Listing -

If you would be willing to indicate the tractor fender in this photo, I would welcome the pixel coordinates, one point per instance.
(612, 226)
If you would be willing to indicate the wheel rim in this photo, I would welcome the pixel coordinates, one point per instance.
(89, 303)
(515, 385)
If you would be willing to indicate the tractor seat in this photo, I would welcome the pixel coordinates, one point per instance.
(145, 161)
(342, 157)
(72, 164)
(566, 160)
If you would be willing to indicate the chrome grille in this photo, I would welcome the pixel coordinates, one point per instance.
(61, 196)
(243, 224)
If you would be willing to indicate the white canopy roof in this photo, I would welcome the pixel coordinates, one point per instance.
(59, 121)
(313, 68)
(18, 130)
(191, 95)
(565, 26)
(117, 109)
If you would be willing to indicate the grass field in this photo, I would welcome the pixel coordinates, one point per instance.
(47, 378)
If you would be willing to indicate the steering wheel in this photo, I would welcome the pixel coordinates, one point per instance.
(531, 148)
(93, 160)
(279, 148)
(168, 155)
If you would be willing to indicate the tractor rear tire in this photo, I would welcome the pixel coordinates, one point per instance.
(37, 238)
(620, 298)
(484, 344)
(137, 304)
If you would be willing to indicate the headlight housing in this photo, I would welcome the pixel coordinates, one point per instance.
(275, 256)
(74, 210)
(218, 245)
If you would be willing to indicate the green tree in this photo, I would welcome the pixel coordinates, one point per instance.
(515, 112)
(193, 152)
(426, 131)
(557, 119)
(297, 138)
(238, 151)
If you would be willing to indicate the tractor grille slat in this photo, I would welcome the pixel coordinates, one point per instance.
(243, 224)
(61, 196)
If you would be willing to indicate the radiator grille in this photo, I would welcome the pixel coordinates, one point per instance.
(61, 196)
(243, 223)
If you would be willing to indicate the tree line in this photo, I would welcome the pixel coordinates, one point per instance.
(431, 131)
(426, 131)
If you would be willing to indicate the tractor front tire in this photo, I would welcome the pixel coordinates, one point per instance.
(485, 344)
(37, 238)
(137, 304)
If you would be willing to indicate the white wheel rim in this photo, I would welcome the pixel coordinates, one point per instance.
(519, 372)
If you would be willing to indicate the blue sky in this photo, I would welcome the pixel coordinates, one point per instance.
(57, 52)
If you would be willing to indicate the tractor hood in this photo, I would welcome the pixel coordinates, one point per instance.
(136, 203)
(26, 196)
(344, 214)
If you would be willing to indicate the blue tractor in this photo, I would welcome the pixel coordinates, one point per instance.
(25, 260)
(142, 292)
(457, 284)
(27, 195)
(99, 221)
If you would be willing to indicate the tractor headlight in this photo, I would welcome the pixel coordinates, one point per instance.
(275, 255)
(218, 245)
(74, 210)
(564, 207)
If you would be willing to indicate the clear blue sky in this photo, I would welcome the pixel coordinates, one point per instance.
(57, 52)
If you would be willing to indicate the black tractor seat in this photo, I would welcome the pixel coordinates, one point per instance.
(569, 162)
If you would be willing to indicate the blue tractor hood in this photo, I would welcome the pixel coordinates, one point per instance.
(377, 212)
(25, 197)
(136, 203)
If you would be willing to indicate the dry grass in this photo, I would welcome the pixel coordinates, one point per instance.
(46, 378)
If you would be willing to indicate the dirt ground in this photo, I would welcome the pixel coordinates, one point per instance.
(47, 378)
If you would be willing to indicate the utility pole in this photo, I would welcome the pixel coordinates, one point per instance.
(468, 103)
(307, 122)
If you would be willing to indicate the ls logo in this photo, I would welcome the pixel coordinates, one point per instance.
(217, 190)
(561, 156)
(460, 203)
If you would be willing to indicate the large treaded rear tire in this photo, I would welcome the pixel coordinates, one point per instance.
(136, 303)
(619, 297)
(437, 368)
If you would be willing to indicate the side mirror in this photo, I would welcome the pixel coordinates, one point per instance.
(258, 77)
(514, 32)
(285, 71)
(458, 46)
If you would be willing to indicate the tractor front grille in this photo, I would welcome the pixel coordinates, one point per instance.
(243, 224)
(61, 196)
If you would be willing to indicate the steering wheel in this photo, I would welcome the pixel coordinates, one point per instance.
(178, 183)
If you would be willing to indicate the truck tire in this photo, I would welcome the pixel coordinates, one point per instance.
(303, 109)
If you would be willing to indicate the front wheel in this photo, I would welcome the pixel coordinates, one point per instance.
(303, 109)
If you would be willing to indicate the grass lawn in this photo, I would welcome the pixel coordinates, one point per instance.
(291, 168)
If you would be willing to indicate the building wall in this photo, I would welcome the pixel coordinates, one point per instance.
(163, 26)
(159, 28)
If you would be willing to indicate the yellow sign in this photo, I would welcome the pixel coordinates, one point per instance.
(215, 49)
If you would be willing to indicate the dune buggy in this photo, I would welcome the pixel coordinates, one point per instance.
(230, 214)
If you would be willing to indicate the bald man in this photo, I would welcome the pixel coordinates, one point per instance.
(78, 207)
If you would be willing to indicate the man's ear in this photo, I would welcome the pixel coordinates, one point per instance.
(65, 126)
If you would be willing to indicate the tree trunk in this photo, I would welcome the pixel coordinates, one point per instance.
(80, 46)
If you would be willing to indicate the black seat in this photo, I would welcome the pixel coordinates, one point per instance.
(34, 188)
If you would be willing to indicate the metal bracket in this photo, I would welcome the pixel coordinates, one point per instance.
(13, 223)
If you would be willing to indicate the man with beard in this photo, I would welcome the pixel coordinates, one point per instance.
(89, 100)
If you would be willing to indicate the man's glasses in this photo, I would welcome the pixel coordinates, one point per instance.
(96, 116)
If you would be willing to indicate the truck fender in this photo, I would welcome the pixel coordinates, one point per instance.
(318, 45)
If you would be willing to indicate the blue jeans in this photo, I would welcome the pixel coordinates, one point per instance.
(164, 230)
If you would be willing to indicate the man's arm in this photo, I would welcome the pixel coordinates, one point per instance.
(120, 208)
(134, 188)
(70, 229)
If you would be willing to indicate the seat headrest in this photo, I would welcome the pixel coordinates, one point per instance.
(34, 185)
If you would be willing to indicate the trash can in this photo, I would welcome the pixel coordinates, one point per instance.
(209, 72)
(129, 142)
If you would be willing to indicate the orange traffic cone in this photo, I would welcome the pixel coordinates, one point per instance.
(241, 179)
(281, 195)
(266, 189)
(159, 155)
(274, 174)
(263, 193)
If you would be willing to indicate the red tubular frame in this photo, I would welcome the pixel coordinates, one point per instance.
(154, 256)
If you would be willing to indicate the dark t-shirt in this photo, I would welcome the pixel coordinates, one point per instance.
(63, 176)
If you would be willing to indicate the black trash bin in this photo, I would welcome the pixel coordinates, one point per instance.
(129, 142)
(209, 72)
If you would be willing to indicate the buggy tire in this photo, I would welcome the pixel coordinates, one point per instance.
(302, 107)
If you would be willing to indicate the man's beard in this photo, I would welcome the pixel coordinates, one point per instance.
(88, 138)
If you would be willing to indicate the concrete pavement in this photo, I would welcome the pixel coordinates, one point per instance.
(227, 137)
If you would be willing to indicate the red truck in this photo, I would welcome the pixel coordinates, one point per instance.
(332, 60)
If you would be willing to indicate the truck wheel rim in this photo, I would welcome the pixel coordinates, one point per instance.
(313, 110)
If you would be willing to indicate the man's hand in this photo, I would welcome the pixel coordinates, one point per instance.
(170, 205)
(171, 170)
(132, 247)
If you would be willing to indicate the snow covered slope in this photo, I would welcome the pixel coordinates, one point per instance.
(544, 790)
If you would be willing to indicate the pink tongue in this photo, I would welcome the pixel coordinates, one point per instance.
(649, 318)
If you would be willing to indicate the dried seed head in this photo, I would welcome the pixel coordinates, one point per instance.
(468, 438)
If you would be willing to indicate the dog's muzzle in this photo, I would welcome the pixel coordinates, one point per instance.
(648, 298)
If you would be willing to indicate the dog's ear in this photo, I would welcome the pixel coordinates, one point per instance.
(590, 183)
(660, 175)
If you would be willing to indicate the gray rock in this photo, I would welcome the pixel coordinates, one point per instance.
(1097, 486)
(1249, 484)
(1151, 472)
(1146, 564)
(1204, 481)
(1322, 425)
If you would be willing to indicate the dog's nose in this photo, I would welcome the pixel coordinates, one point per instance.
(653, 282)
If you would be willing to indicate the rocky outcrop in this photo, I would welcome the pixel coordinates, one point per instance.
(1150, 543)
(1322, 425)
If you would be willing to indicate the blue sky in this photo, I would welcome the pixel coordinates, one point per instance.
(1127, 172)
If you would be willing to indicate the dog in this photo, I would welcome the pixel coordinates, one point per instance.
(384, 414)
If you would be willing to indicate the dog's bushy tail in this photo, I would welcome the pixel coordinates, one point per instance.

Exercise requirements - In the stretch from the line containing "If you would be willing to indicate the rocky" through the end of the lines, switch "blue sky" to "clear sky" and write out that stretch again with everything else left as it is.

Task solution -
If you would be willing to indicate the rocky outcrop in this photo, I would welcome the pixel coordinates, one point per instance.
(1150, 543)
(1322, 425)
If you would be willing to indicate the clear sky in this photo, I would welcome the pixel coordinates, one point per instance.
(1127, 172)
If you would be willing to indicate the dog in this photo, I would welcome the pixel coordinates, one point per instance.
(384, 414)
If you would be willing to indicate the dog's bushy tail in this photo, I would welcome the pixel coordinates, one point per instance.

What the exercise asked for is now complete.